(Collected data)
·····

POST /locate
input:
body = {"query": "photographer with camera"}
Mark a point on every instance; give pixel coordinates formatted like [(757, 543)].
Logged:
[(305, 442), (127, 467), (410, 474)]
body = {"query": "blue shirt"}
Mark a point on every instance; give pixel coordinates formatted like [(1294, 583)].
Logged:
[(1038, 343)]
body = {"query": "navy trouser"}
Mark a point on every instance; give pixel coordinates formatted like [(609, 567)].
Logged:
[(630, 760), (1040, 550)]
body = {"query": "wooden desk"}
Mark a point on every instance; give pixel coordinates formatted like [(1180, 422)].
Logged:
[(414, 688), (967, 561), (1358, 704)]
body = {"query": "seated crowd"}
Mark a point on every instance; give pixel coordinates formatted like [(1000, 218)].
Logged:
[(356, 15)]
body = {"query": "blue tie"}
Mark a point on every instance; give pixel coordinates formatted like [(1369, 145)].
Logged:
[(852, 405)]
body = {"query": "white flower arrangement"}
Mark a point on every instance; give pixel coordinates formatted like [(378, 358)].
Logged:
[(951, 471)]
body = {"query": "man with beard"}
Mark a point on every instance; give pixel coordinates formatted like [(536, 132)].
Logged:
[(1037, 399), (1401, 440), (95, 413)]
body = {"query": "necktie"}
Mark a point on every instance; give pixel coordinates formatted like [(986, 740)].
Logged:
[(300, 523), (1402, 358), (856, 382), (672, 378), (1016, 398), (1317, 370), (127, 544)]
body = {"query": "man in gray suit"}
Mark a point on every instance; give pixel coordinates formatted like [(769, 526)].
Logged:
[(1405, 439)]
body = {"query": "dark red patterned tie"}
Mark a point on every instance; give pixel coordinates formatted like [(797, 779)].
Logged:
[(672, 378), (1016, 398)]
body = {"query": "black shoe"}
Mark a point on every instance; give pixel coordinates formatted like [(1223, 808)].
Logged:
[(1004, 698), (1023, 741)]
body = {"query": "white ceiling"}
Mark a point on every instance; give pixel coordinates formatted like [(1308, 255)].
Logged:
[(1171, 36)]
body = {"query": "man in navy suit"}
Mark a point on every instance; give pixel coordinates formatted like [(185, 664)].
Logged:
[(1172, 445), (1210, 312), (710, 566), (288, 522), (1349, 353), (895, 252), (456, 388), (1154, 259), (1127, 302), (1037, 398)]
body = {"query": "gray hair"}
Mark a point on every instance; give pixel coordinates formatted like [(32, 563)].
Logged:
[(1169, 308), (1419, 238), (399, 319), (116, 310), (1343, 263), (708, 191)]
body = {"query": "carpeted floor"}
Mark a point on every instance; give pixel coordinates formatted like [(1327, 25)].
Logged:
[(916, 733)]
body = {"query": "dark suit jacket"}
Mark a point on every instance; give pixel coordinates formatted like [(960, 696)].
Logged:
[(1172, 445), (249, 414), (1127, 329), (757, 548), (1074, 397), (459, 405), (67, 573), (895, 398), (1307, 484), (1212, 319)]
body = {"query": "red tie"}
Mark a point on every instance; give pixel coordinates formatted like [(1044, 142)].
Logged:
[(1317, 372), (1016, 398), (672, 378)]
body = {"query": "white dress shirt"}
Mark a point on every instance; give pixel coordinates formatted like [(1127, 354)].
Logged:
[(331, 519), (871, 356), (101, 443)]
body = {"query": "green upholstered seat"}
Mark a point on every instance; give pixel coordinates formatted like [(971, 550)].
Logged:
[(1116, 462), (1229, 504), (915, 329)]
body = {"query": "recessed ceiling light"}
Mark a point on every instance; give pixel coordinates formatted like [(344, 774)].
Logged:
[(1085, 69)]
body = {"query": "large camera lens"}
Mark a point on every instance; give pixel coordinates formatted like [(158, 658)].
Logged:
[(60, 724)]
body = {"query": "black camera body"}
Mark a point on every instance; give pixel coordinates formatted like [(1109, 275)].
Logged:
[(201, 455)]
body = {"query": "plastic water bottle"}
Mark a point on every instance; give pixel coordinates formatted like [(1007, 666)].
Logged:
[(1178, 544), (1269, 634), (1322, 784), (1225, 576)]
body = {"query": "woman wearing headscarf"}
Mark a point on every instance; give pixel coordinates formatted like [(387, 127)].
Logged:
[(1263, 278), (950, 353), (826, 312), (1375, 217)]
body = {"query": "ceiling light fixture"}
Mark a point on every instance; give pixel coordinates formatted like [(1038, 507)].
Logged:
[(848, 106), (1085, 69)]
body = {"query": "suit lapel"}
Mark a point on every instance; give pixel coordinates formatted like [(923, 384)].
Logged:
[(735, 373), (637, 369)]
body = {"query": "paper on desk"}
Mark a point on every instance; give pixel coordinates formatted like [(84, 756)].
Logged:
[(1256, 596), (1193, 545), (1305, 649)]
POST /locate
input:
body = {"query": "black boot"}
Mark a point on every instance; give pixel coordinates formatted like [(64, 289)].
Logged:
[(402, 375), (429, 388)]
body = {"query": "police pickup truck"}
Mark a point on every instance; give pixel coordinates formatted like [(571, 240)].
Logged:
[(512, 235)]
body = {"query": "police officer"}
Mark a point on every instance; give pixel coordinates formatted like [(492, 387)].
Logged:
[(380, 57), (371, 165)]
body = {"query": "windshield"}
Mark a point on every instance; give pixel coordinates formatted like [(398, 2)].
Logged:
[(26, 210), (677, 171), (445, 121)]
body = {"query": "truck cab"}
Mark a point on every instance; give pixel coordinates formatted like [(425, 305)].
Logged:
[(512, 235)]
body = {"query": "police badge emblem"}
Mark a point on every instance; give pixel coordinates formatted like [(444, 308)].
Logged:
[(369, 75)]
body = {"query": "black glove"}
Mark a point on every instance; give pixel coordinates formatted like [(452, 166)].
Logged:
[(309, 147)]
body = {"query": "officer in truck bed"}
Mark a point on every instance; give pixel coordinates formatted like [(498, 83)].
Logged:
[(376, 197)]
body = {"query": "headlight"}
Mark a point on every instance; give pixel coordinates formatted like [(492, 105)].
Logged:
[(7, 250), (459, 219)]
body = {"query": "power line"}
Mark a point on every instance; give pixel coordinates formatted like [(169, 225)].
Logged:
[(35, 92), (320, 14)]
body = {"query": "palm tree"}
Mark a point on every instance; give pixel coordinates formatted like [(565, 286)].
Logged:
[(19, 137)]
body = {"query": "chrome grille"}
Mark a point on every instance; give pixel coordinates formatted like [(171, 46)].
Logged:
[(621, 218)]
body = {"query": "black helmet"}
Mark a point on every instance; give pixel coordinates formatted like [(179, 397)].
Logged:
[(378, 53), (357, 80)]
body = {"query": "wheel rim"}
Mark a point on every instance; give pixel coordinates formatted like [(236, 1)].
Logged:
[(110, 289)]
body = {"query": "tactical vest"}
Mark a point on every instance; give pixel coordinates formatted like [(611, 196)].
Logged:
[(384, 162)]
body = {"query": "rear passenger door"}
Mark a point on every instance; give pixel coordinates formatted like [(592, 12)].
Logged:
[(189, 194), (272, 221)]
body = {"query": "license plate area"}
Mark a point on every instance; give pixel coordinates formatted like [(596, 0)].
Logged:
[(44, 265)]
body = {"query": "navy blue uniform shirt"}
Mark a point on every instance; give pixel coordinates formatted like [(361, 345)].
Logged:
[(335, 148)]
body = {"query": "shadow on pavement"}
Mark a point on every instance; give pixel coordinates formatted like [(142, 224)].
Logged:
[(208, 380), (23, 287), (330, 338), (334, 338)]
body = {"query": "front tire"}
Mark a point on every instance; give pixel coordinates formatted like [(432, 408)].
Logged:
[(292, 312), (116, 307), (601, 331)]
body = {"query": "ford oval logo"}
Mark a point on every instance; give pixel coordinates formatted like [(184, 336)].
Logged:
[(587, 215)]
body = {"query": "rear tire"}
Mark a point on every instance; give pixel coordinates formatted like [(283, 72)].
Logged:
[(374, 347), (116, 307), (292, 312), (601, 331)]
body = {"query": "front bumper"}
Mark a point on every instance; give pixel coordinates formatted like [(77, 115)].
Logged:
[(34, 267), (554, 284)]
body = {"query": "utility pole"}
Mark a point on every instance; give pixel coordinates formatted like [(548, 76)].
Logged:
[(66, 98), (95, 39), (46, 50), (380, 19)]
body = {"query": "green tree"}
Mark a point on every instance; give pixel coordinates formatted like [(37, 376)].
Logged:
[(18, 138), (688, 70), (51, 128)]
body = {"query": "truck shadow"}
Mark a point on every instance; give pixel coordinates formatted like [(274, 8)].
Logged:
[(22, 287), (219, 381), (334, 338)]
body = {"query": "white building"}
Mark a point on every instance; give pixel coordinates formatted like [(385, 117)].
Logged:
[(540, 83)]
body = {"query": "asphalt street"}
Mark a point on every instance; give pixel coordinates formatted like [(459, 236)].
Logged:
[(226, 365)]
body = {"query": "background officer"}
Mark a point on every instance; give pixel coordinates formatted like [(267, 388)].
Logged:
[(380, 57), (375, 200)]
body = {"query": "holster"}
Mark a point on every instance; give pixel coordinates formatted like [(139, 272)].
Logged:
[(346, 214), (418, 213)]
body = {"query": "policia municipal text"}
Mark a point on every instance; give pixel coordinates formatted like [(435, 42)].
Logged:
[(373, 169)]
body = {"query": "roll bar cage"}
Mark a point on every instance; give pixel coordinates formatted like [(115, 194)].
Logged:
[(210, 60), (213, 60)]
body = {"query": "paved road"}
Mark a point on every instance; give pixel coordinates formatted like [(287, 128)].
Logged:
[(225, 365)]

·····

ACTION ITEM
Which lines of the data include the string "rear"? Copy each of them.

FINISHED EXERCISE
body = {"query": "rear passenger door"}
body = {"query": "rear tire"}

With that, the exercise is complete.